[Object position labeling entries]

▽

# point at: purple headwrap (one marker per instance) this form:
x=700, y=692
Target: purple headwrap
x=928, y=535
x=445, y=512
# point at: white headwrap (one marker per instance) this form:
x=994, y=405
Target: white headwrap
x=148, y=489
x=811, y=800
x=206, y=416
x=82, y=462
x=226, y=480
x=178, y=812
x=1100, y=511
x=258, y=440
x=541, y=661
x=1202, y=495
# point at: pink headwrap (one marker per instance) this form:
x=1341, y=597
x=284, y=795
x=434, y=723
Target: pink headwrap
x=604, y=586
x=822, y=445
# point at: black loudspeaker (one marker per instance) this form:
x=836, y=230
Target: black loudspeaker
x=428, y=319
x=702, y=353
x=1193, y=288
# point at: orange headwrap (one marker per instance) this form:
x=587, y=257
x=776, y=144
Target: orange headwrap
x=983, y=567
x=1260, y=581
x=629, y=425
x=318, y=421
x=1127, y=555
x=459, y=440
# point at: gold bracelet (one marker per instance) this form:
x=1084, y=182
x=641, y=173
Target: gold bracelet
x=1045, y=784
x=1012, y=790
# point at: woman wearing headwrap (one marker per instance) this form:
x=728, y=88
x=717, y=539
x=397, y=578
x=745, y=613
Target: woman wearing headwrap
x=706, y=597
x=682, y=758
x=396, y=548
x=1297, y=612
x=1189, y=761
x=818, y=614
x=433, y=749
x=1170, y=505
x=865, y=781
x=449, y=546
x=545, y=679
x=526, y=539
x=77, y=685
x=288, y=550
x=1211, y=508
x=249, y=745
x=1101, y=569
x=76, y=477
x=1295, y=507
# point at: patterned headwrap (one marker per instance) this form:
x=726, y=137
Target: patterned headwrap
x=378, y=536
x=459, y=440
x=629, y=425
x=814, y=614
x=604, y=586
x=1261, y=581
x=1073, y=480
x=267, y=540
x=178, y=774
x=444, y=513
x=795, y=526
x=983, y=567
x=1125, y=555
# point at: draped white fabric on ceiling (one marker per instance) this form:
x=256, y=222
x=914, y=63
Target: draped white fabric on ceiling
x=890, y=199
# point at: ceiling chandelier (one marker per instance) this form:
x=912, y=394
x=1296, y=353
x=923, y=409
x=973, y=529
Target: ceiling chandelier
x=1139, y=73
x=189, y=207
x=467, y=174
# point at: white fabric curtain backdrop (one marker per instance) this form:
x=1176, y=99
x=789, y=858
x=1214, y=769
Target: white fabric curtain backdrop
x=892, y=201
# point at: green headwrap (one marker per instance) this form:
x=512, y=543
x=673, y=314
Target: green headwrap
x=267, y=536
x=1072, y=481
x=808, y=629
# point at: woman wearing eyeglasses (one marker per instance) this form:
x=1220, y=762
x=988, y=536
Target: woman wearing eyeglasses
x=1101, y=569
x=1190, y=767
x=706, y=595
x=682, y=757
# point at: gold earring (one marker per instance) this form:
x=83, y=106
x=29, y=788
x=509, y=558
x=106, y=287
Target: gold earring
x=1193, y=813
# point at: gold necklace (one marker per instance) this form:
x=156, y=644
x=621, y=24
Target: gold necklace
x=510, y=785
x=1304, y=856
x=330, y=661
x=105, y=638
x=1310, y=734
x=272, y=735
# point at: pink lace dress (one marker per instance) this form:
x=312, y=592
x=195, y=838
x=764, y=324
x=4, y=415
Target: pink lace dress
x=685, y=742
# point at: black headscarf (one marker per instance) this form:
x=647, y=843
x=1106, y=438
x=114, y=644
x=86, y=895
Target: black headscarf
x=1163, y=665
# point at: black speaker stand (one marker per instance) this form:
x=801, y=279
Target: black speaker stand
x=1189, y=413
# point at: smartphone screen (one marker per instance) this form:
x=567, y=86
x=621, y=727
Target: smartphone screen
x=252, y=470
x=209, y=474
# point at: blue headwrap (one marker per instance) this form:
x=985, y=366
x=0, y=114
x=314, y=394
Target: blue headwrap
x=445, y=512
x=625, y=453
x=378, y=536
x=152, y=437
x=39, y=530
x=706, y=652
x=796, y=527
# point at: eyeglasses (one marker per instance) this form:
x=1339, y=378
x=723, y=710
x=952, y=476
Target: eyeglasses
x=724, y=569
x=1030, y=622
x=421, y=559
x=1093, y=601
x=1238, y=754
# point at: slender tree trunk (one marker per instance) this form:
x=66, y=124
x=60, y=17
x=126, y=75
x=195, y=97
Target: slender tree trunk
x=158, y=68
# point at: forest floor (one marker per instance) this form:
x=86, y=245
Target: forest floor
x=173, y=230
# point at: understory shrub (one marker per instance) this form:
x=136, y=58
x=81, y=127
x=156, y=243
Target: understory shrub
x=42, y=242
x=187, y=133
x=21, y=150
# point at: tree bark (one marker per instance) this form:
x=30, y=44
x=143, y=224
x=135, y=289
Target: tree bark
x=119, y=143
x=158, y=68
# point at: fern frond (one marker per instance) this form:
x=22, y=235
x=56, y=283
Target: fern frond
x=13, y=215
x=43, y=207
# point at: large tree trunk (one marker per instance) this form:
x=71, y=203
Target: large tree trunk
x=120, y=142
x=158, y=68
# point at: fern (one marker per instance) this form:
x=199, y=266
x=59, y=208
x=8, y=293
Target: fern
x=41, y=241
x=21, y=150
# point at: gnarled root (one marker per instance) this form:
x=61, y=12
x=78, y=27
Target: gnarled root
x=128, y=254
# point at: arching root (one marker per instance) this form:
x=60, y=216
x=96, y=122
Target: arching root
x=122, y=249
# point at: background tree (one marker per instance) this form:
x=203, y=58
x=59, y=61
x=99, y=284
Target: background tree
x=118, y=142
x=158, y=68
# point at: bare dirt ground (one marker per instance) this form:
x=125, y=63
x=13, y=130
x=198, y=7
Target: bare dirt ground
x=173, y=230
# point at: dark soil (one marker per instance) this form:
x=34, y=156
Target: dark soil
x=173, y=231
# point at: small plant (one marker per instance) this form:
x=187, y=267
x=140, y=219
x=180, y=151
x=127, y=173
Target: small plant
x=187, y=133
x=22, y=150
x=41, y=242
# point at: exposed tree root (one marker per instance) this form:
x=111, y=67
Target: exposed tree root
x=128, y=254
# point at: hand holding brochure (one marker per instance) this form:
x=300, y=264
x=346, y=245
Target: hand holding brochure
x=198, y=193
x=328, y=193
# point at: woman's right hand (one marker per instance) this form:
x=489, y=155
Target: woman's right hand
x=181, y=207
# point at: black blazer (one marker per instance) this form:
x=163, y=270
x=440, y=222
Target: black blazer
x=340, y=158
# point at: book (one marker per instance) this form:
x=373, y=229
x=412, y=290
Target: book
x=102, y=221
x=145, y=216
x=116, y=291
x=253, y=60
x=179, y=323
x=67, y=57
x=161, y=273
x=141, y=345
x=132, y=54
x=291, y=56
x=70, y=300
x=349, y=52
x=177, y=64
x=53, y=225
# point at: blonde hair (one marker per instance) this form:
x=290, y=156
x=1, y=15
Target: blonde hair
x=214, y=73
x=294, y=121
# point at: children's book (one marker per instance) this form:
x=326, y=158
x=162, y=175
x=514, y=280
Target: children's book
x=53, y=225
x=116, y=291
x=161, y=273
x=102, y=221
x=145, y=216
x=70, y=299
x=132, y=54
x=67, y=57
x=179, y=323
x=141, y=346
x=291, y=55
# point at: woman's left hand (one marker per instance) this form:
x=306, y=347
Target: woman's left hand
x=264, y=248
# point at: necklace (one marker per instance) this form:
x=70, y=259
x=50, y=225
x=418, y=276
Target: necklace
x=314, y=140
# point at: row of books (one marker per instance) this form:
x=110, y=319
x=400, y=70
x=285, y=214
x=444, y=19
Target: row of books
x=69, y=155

△

TASK DIRECTIONS:
Scale the entries from the start up to and including the line with "x=1202, y=495", and give back every line. Multiply the coordinates listed under each "Target:" line by 1.55 and round to whole numbers, with halves going up, but leave the "# point at:" lines and the sample coordinates beneath them unchanged.

TASK RESPONSE:
# point at: purple headwrap (one marker per instance) this form:
x=700, y=692
Target: purple headwrap
x=1438, y=829
x=690, y=794
# point at: white headwrap (one marker per instance) this form:
x=994, y=405
Target: white headwrap
x=229, y=758
x=1257, y=1240
x=319, y=645
x=127, y=716
x=350, y=744
x=276, y=1259
x=1705, y=792
x=400, y=682
x=839, y=1025
x=1863, y=767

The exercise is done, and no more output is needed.